• PASSAGE TO READ

Support for Set Operations (useful for implementing security filtering)

We are looking with great interest at the evolution of DGraph as it seems to be a very natural fit to our requirements. It looks like a very solid new entry in the Graph Database space.

Since we can rather easily change databases for our read-models we have no trouble testing out new database implementations. But found one limitation that limits going further.

In our system our security system relies in part on integer value set intersections. Usually we can implement that with features available in the database or using a user-defined-function.

All our data is organized in a tree (though documents in the tree can reference arbitrary other documents). Each document has an array of locks e.g [4,8,9] and also a set of inherited locks from ‘parent’ documents [ [1,8] , [9,72] ]. When a user performs a query we basically retrieve his keys [1,9] and all results are filtered against these by intersecting each existing array of locks with the keys. A non-empty intersection results in inclusion in the result-set.

The actual operation is very cheap. Since the arrays are usually not very big calculating intersections of these integers is easy.

[ [1,8], [9,72], [4,8,9] ] INTERSECT EACH [1,9] => [ [1], [9], [9] ] => PASS
[ [1,8], [9,72], [4,8,9] ] INTERSECT EACH [9] => [ [], [9], [9] ] => FAIL

I am unsure how we could model this requirement given the existing filtering abilities without resorting to client side filtering again.

Optimally I would like to store the locks and inherited locks in one string object (or typed as a multidimensional integer array) and have a filter similar to a geo filter (the exact syntax is not relevant here and should be given some more thought of course).

{
  debug(intersect("all_locks", "{'test':'all_non_empty', 'test': [1,9]}" ) ) {
    type.object.name.en: name
  }
}

Simple set operations like these would offer a lot of value in a number of scenarios we have encountered of the years.

Does anybody know whether this could be implemented or can somebody offer an alternate in the current state of DGraph ?

Hi @matthiasg,

This seems a bit out of scope w.r.t. graph database functionality. More in-line with Redis though.

This is the basic scheme which comes to mind.

  • Doc -lock-> “lockA”
  • Doc -parent-> ID -lock-> “lockB”

In terms of values for lockA and lockB, you’d want them to be individual values, instead of arrays; to allow idempotency of operations. You would then set indexing on these predicates so you can run anyof functions.

Assuming you store arrays, this is one (non-working) solution.

Solution 1

docA -lock-> “4,8,9”
docA -lock-> “1,8”
docA -lock-> “9,72”

• TASKS AND EXERCISES
1. According to the thread on set operations in DGraph, what kind of intersection causes a document to be included in the result set?
2. List every value that the thread on set operations in DGraph assigns to docA through the lock predicate under "Solution 1".
3. Carry on the thread on set operations in DGraph, starting after its final line.
The data after this point comes from a different source than the thread on set operations in DGraph.

• PROVIDED RECORDS
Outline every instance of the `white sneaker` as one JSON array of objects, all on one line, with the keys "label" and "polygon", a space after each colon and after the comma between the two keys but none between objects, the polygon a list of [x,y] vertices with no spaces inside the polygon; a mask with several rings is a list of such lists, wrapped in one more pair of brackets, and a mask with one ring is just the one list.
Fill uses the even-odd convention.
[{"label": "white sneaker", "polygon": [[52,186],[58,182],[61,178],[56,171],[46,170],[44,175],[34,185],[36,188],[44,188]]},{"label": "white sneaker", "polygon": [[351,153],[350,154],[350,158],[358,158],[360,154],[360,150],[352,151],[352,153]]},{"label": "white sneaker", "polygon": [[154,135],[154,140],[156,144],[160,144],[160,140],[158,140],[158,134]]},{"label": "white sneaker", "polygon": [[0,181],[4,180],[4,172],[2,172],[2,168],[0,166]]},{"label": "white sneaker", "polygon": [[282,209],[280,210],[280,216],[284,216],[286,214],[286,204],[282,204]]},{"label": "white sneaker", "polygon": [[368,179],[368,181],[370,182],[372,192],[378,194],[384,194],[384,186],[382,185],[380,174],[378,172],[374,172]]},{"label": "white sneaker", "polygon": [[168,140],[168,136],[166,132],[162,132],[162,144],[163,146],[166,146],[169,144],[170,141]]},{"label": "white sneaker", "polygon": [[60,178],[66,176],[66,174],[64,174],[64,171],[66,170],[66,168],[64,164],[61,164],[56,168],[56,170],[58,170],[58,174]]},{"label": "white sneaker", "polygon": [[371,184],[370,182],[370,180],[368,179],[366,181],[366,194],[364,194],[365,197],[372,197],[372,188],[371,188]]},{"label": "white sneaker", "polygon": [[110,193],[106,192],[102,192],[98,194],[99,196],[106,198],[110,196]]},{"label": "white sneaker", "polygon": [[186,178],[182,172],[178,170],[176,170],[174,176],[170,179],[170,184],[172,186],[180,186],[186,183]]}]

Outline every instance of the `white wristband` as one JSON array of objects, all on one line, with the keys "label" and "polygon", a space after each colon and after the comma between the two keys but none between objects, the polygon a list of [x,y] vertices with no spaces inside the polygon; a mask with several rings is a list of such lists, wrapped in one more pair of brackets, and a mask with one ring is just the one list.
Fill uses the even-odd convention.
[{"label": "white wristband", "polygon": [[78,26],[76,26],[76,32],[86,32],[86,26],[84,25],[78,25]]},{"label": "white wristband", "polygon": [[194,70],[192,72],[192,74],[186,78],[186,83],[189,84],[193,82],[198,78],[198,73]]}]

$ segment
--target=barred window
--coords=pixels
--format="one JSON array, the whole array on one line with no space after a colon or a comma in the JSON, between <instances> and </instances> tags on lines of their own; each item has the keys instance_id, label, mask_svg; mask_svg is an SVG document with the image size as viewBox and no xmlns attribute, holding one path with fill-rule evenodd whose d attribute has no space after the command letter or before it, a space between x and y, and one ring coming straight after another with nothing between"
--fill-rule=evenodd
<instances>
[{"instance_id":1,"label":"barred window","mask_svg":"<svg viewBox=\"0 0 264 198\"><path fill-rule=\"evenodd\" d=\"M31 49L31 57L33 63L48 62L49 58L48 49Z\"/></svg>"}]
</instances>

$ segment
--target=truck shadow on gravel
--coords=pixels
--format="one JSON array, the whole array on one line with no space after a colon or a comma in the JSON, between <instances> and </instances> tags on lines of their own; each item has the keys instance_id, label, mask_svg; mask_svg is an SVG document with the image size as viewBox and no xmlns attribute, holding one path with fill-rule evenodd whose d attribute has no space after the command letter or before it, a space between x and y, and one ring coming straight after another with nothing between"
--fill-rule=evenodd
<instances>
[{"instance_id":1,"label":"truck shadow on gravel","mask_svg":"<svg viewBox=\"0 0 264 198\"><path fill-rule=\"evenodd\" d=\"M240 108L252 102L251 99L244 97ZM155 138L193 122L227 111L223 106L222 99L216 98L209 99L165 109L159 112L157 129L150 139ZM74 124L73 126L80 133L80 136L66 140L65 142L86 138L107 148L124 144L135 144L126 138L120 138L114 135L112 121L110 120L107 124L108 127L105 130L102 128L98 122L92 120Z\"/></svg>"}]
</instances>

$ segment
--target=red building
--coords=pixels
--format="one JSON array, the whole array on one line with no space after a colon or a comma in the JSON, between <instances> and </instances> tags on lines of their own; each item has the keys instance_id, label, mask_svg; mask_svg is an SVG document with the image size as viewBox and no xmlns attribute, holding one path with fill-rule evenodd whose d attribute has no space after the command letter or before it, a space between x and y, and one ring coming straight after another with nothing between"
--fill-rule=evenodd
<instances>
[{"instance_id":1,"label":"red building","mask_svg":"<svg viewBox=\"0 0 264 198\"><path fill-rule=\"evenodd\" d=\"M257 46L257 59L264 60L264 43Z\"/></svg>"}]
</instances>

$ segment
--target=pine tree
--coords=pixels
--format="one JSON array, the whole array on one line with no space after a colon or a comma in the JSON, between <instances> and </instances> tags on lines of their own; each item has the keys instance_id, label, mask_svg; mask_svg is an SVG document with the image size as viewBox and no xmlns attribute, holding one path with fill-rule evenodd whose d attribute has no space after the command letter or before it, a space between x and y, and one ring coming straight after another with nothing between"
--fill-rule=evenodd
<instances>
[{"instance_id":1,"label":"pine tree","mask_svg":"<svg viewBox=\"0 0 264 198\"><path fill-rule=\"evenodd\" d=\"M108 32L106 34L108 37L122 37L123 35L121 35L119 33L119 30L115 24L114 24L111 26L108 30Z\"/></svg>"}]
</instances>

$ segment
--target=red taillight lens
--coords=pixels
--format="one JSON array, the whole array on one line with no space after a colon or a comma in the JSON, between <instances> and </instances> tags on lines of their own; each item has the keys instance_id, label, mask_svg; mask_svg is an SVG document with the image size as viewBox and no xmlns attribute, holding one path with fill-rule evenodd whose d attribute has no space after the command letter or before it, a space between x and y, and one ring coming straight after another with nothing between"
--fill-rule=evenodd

• ANSWER SET
1. A non-empty intersection.

2. "4,8,9", "1,8", "9,72"

3.
Note that the above data model currently won’t work, because we only support one string value for a predicate at the moment.

{
doc(anyof(lock, “1,9”)) { lock } // returns docA and the 3 lock values.
doc(anyof(lock, “9”)) { lock } // returns docA and the 3 lock values.
}

I think if you were looking to find any document which had a lock on [1, 9] or [9], this system would work nicely. But, you’d need to do a client side operation to verify if all the values of lock returned by the query contain that value.

I can’t think of any other solution which would work. And I’m not clear if this fits with the requirements of a graph database. Feel free to file an issue, and if enough people need this, we can figure out how to best support such a use case.

Thanks for the feedback. I will file it then, since i believe it is quite similar to geo filtering which also basically filters based on highly specific scalar value interpretation. It is just in the aforementioned case we do integer intersections (which is easier than geo distance matching). Of course if you do advanced geo indexing the actual implementation might differ.

Note I am not suggesting the database understand locks or keys. Just multi integer set intersections. I cannot imagine this being very difficult to add, but if it is out of scope it would put extra maintenance burden on the project of course.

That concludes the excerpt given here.